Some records
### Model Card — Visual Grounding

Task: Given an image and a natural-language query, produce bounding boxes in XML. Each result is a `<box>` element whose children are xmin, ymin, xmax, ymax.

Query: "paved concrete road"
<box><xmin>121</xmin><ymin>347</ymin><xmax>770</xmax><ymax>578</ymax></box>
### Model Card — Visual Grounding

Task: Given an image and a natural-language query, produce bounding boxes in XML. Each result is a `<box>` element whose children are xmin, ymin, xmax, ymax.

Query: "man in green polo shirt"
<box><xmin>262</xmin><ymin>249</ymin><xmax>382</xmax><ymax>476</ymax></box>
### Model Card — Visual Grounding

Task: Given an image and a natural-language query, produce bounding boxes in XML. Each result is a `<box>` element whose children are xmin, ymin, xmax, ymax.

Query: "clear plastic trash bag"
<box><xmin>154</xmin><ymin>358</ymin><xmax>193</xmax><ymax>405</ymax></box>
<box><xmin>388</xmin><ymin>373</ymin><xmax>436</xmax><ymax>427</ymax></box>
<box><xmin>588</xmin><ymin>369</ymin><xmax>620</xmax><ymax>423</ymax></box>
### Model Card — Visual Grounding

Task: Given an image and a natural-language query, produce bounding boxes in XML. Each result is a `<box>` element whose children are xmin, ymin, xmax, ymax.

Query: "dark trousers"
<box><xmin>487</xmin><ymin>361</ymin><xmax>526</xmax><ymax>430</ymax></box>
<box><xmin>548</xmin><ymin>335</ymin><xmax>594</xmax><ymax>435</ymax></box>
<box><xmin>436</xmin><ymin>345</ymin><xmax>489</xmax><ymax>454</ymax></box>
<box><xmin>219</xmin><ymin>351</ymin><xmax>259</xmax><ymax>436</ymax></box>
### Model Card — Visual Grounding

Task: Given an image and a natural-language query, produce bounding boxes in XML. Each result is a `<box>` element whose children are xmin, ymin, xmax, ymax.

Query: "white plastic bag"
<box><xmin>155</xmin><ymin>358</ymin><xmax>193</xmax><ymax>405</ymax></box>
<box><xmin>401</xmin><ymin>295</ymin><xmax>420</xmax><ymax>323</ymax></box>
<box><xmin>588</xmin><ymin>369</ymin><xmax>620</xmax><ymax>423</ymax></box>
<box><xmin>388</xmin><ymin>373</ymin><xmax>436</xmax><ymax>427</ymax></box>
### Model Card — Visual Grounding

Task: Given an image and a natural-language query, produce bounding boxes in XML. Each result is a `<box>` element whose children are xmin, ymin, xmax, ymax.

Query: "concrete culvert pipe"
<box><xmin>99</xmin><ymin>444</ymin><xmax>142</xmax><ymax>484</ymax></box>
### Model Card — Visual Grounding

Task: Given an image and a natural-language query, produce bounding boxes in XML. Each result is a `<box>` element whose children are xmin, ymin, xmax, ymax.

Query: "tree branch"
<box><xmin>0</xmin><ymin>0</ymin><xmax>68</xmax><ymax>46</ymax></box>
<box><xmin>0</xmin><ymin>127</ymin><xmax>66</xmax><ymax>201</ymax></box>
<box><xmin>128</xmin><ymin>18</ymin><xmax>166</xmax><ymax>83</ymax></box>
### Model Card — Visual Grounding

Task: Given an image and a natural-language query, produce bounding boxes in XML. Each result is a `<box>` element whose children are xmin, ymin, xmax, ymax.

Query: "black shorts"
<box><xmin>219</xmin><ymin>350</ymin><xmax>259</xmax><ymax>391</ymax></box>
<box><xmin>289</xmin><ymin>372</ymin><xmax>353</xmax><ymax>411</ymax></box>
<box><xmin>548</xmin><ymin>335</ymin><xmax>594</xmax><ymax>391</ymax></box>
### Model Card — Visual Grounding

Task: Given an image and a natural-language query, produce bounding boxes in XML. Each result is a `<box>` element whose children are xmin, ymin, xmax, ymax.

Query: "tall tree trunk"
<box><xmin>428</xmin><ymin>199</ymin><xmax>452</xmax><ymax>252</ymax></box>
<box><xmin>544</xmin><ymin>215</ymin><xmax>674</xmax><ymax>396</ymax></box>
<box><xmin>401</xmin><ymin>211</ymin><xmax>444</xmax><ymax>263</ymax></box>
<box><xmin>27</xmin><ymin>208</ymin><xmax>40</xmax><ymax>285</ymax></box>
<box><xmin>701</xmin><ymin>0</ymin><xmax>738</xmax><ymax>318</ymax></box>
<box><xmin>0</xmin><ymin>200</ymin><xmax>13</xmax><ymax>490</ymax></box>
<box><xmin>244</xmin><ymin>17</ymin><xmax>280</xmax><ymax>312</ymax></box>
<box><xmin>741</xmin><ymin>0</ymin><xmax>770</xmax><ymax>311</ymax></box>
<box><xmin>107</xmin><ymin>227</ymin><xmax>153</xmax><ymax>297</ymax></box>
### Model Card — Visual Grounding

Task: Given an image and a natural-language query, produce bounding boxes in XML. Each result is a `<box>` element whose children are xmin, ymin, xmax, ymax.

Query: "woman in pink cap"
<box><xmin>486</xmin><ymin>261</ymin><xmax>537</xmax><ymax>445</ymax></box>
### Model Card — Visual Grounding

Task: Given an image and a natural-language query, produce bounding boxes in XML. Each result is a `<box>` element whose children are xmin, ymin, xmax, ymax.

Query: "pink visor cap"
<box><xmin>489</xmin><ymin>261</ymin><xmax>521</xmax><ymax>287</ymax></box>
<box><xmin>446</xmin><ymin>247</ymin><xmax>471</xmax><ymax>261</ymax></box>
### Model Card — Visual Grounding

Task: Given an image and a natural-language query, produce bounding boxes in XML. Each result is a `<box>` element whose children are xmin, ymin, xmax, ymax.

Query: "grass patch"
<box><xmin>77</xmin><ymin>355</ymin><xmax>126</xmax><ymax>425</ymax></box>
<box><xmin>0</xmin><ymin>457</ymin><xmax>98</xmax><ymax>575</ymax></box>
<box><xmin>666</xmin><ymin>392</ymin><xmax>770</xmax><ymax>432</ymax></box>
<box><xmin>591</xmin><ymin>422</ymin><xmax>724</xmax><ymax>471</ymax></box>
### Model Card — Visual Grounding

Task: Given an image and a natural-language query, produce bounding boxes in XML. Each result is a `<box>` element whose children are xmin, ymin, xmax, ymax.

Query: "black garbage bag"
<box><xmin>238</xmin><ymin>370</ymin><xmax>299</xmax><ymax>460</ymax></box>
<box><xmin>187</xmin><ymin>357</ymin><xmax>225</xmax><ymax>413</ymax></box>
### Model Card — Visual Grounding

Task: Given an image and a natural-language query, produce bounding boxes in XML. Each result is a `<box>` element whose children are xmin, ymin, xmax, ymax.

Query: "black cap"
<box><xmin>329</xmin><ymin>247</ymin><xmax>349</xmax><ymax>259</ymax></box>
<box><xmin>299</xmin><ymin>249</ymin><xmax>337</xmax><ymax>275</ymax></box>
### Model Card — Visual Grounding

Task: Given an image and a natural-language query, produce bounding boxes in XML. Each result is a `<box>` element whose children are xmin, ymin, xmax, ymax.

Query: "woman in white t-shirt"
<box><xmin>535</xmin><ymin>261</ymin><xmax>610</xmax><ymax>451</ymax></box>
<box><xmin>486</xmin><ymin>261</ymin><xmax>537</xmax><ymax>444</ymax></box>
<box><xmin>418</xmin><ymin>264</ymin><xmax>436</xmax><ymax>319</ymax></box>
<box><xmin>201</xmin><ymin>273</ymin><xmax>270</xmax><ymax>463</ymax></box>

» **WHAT THIS TASK INVOLVES**
Can you show each line of the records above that contains the string "pink", treating uppercase and lowercase as different?

» **RESPONSE FOR THIS EXERCISE**
Query: "woman in pink cap"
Query: "pink visor cap"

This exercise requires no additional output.